Do you know that you probably have a breaker outside, maybe on the wall next to the condenser unit? So make sure that is closed. Mine has tripped a couple times over the years, though I never found out why and never had to repair the AC.

So the AC has never worked since you connected the thermostat? Time for you to review that.
There may be a high pressure switch inside the unit outside that tripped, or some other protective device.
Do you know how to use a meter?
There are a lot of ways to go about this, becuse there are several parts and in theory any one of them could cause trouble.
You need to measure the voltage at the compressor, on the 400VAC range, or some range greater than 240. Don't touch any copper wires with your fingers. This will verify if all the breakers are closed and working right. Although you could save this for later and work on the 24 volts circuit first. If you are looking for 24 volts at the contractor, use your 400 volt scale and don't touch anything except the plastic handles of the probes. Because you might end up touching 240 volts and you dn't want to blow the meter.
If you don't get something around 220AC at the compressor when the thermostat is calling for cooling, figure out how the circuit for the contactor is wired. The contactor is a high-current relay under the cover panel of the condensor. There should be wiring diagram in the papers you have, although I just found one stuffed into a space in the condensor itself.
The control voltage for the contactor is 24 volts. The contactor has loads of screws where wires can be attached and it can be hard to tell which ones are which. So you might want to measure from other parts.
Maybe the best place** to measure is where the wire from the thermostat comes in, but the last time I did this, that led to wire nuts, and for some reason I didn't want to take the wire nuts off. Of course that was a friend's house, so maybe that's why. Anyhow, in this case there was 24 volts there (AC I'm 99% sure) but the contactor wasn't closing. **This is especially true in your case because you replaced the thermostat, and if you did it wrong, there won't be 24 volts at the thermostat wire outside. ***Getting ahead of my story a bit here, somehow after I took off the wire nuts, on wires that were only attached 8 inches away, somehow I shorted the two thermostat wires outside. My friend said he heard a click (which would have been a spark, but I didn't see or hear anything.) But the thermostat voltage went to zero, and I had to replace the AC fuse at the furnace. In this case, there was a spare taped very near by. But be more careful than I and you won't blow the fuse.
If you stare at the contactor for long enough, you'll figure out what some of the screws are for, at least. The big electric cable with 220v attaches to two of the screws, and your meter should show 220 there. Then right across, symmetrically sort of, are the connectors that should have 220 when the contactor is closed. If there is 220 at the house cable side and zero on the other side, the contactor is not closing, and that means there either is no 24 volts to run the contactor relay, or the 24 are interrupted by one of the many things, mostly safety devices that are in the same area.
You can test the 24 volts when the 220 is off, and that might be a very good idea since 24 won't kill you and 220 can, especially if the grass is wet outside, or if you touch the metal case while you touch either of the 220 wires. There is no GFI on 220 volt circuits, no protection there.

■ **Task instructions**:
a) Quote the air conditioner troubleshooting text word for word, everything from "You need to" down to "the condensor itself.".
b) Render this sentence from the air conditioner troubleshooting text in Spanish: "The control voltage for the contactor is 24 volts."
c) Carry on the air conditioner troubleshooting text, picking up right after its last sentence.
The entries aren't needed for this work.

■ **Data provided**:
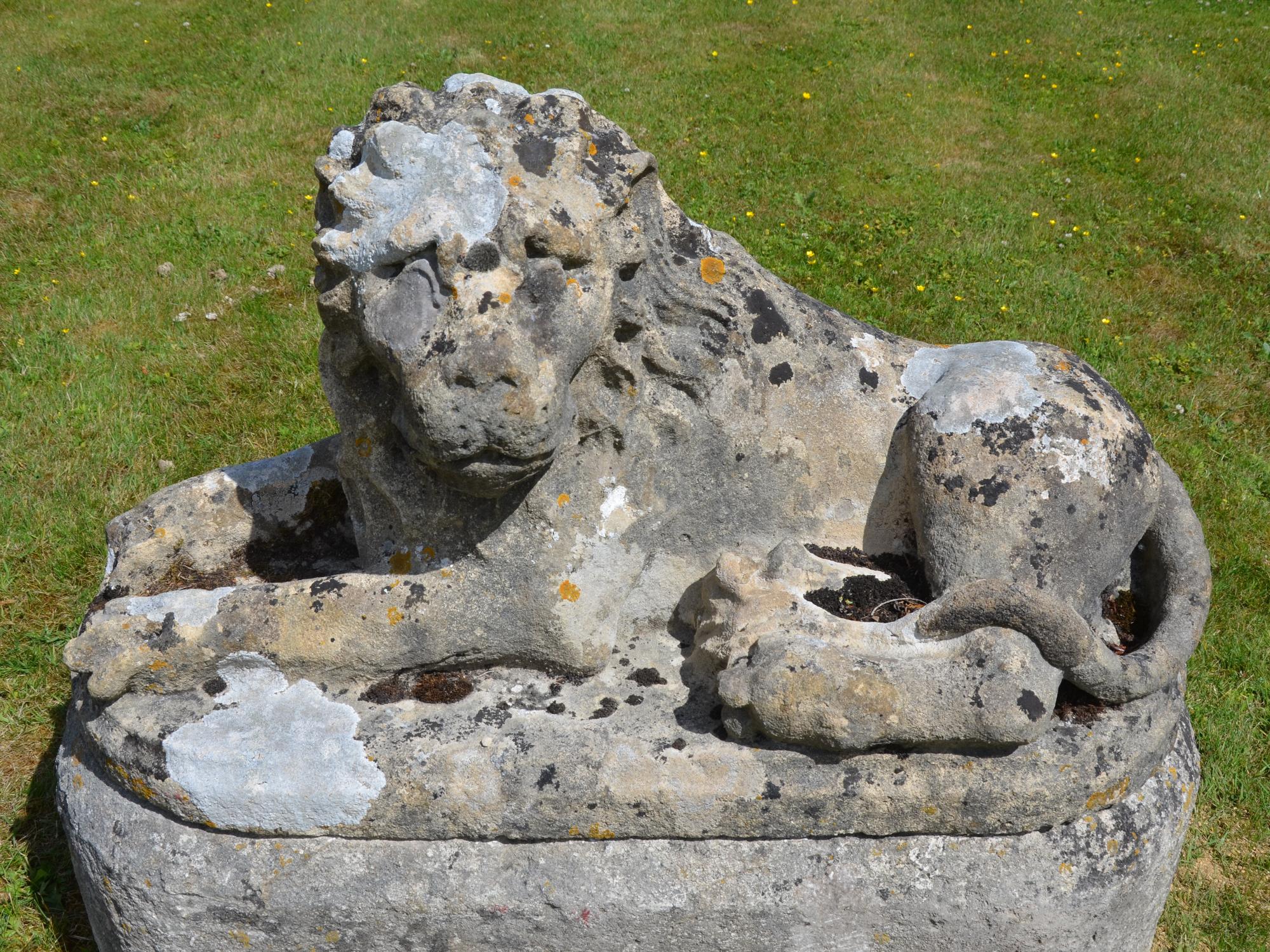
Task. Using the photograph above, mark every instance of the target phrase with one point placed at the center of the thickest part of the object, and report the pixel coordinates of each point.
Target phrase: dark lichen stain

--

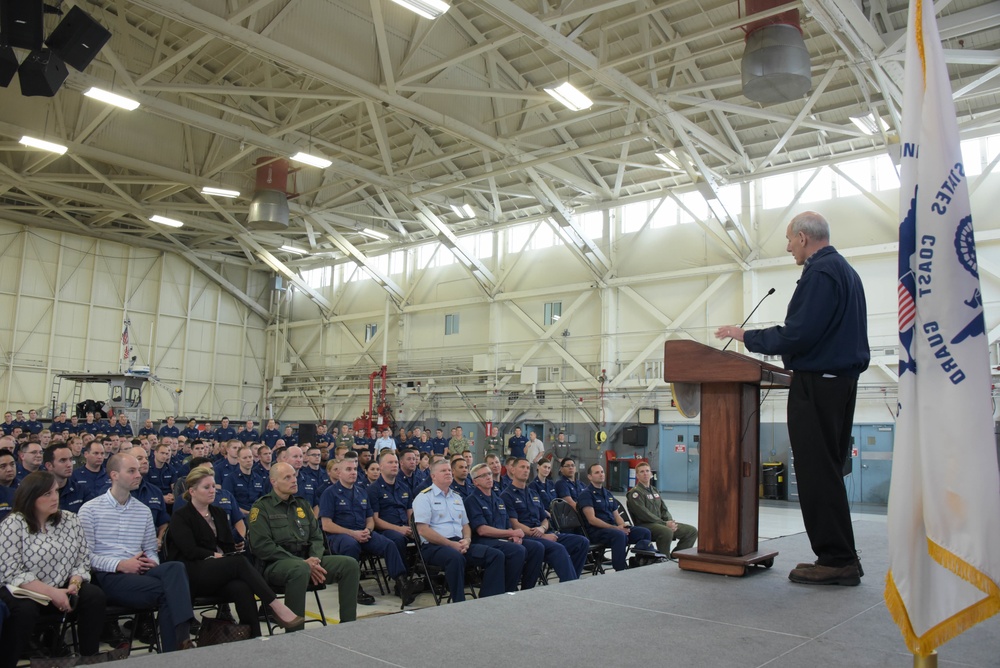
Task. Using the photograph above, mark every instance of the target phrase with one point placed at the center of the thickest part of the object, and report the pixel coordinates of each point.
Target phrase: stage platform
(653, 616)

---

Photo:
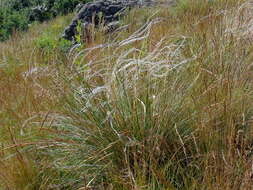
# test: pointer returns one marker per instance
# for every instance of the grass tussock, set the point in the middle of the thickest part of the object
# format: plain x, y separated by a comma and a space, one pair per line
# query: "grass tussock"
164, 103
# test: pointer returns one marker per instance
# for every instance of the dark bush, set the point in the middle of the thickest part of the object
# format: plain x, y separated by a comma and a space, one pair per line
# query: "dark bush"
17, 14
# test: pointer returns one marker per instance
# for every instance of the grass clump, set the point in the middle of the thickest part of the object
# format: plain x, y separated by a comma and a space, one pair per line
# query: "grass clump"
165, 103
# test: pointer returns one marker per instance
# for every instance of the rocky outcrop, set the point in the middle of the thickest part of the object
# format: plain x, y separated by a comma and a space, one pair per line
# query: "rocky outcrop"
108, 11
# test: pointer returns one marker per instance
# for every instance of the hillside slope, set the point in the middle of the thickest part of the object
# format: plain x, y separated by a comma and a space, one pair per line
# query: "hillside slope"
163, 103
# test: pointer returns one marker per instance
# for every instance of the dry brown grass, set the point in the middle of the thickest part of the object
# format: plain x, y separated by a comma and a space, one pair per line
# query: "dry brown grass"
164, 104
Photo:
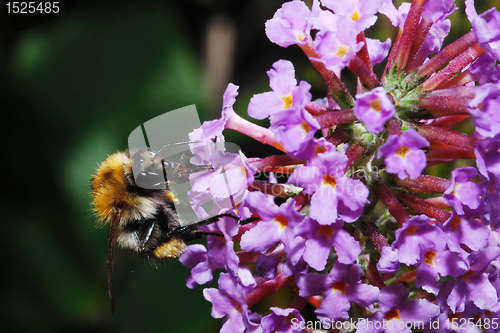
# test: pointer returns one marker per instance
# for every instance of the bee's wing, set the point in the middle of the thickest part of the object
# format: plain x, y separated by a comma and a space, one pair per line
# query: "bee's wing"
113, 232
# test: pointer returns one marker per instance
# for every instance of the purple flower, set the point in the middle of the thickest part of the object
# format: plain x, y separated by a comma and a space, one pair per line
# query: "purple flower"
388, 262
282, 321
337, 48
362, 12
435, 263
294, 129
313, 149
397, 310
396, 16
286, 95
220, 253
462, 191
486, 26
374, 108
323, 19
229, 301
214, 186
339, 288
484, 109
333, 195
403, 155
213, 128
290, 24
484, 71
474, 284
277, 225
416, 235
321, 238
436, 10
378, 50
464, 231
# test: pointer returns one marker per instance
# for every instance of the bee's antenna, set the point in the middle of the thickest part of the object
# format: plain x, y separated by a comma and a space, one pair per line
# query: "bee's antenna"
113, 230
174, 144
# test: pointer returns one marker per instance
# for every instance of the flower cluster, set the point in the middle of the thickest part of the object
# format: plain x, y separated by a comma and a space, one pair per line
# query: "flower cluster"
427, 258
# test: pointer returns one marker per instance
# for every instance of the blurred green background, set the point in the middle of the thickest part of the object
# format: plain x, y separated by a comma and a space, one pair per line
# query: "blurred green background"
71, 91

■ **Answers to the tasks**:
a)
You need to measure the voltage at the compressor, on the 400VAC range, or some range greater than 240. Don't touch any copper wires with your fingers. This will verify if all the breakers are closed and working right. Although you could save this for later and work on the 24 volts circuit first. If you are looking for 24 volts at the contractor, use your 400 volt scale and don't touch anything except the plastic handles of the probes. Because you might end up touching 240 volts and you dn't want to blow the meter.
If you don't get something around 220AC at the compressor when the thermostat is calling for cooling, figure out how the circuit for the contactor is wired. The contactor is a high-current relay under the cover panel of the condensor. There should be wiring diagram in the papers you have, although I just found one stuffed into a space in the condensor itself.

b) El voltaje de control del contactor es de 24 voltios.

c)
There is a temperture cutoff, a high pressure cutoff, a low pressure cutoff, and maybe a couple more. They were all listed on the picture or diagram in the papers that come with the condensor, or glued inside the cover, or folded and stuck into the crack inside. Oh yeah, he also one of the electric company provided radio controlled disconnects, for when there is high electric usage. I couldn't open that, and my first idea when the 24 volts disappeaed was to think that the power company had turned off the 24 volts at that box. But with the meter one could see that there was no voltage even where the 24 volt wires first came into the box, that it wasn't the radio=disconnect that was disonnecting.
I used the voltmeter to work my way from where the thermostat wires came in (There are only two pairs of wires coming in, the 220, and the thermostat wires.)
I leave one probe, say the black, in the same point, and move the other probe closer and closer to the contactor, to see where the 24 volts fails. I use a wire with alligator clips on both ends to keep the black probe connected. That way I don't have to control two probes and can use all my energy to keep the red probe where it should be, and I don't have to worry about falling over and to keep my balance, grabbing on to something that turns out to have 220 volts.

When I blew the fuse above, I myself didn't touch anything.
Just make sure you're in a comfortbable postion so you don't start to fall over and then grab something, so that you have control over where each hand is, and you don't put it on something you don't intend to keep your balance. I sit on my tush with my legs folded, and for me that is very comfortable and stable. I would be afraid to do this sort of thing on my knees, because I wouldn't think it was stable enough for when the 220 volts was on.
It turned out that the high-pressure, iirc, switch had tripped, and in this model it had a big red rubber cover, that covered a reset button and all I had to do was push the button. But I don't feel I wasted time checking everything else and blowing the fuse etc. Now I know his controls inside and out.
His AC worked fine that day, but this was the very end of the summer, and he hasn't used it since. Whether it will continue to trip, I don't know. I sort of doubt it.
Your pictures show the inside of the furnace. The only thing in there worth checking is whehter 24 volts is going to the AC outside when the thermostat calls for cooling. This location may be marked on a diagram, but it's a lot easier to find outside, inside the condensor case, where there are only two pairs of wires coming in, 24 and 220.
Hmm, there was another photo that might have been this, but when I went to enlarge it, it said "The photo you were looking for has been deleted.
You might like to ask DJ Otter Creek about it!
Here's a link back to your home page. "
This post is not in the most logical order, for the sake of time, so if it is confusing, write back with specific questions.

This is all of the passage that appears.